> Problem 1: Say whether each statement below agrees with the O Dia do Galo text, answering yes or no and quoting the deciding words. (a) The documentary was shot in Belo Horizonte. (b) The film follows three supporters of Atlético Mineiro. (c) The film runs 90 minutes.

- Directed by: Cris Azzi Luiz Felipe Fernandes
- Produced by: Carlos Paulino Marcela Jacques
- Edited by: Natacha Vassou
- Production companies: Alicate Delícia Filmes Nitro Imagens
- Distributed by: Delícia Filmes
- Release dates: 3 June 2014 (Cinefoot); 24 July 2015 (Theatrical release);
- Running time: 57 minutes
- Country: Brazil
- Language: Portuguese
- Budget: R$5,000 (est.)

= O Dia do Galo =

2014 film directed by	Cris Azzi

O Dia do Galo ("The Day of Galo") is a 2014 Brazilian documentary film about the 2013 Copa Libertadores Finals. The film follows five supporters of Brazilian football club Atlético Mineiro in the day of the final match of the competition. It was released in Brazilian theatres on 24 July 2015.

==Synopsis==
Shot in Belo Horizonte, the city in which Clube Atlético Mineiro is based and the venue of the 2013 Copa Libertadores Finals, the documentary follows five supporters of the club (a priest, a bar owner, a sports broadcaster, a musician and a retired worker) in their preparations for the final match of the competition, which Atlético went on to win in dramatic fashion.

> Problem 2: Collect every line in the records below that contains the word "ceiling".

> Record extracts:

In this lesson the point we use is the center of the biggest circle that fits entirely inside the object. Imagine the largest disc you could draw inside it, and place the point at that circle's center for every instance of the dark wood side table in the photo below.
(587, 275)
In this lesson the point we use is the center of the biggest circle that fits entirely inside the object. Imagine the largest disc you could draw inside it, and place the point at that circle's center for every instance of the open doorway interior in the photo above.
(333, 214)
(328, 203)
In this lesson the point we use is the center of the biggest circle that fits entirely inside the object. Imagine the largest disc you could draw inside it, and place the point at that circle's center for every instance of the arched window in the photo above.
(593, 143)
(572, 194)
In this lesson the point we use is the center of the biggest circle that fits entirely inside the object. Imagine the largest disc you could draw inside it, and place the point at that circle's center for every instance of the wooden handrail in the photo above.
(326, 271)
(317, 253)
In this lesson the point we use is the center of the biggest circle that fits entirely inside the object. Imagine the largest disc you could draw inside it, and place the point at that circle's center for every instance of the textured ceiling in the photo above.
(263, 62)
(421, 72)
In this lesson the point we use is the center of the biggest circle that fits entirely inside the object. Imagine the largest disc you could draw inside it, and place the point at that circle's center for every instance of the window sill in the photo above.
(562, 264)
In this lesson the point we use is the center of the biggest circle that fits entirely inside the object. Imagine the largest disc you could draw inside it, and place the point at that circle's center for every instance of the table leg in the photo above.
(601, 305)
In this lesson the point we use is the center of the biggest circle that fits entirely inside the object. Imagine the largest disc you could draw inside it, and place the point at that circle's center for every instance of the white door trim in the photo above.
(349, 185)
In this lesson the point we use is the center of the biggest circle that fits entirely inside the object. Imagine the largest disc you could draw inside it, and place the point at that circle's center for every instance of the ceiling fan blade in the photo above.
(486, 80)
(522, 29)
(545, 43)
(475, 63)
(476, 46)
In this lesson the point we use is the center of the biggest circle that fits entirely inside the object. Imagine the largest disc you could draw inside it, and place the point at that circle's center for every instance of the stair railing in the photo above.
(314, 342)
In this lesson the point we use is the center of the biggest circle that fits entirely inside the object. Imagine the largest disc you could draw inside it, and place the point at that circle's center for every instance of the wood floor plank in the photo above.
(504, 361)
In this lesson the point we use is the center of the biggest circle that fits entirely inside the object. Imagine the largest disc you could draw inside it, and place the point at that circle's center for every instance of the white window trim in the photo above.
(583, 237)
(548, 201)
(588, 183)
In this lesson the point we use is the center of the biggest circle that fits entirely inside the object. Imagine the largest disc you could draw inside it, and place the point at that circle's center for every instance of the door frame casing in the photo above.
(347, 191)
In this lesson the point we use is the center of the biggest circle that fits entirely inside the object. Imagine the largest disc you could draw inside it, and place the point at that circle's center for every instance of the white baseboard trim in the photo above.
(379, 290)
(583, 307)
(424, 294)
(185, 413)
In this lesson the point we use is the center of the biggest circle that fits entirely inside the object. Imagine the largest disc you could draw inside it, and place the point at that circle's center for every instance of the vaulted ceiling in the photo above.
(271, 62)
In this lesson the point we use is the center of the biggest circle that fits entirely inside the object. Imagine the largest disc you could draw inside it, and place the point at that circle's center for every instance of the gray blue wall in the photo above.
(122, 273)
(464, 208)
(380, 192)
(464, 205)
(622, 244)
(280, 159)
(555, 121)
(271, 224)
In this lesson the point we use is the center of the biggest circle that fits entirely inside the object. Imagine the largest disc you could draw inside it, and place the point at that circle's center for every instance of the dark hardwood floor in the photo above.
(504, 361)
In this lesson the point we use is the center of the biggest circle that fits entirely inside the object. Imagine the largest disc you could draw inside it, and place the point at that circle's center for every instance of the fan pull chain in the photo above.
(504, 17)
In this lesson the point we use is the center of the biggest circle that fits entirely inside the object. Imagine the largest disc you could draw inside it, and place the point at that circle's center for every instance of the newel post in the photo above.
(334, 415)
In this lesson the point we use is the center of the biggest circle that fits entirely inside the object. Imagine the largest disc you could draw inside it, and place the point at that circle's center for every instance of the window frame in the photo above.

> Full response 1:
(a) Yes: "Shot in Belo Horizonte"
(b) No: "The film follows five supporters of Brazilian football club Atlético Mineiro"
(c) No: "Running time: 57 minutes"

> Full response 2:
In this lesson the point we use is the center of the biggest circle that fits entirely inside the object. Imagine the largest disc you could draw inside it, and place the point at that circle's center for every instance of the textured ceiling in the photo above.
In this lesson the point we use is the center of the biggest circle that fits entirely inside the object. Imagine the largest disc you could draw inside it, and place the point at that circle's center for every instance of the ceiling fan blade in the photo above.
In this lesson the point we use is the center of the biggest circle that fits entirely inside the object. Imagine the largest disc you could draw inside it, and place the point at that circle's center for every instance of the vaulted ceiling in the photo above.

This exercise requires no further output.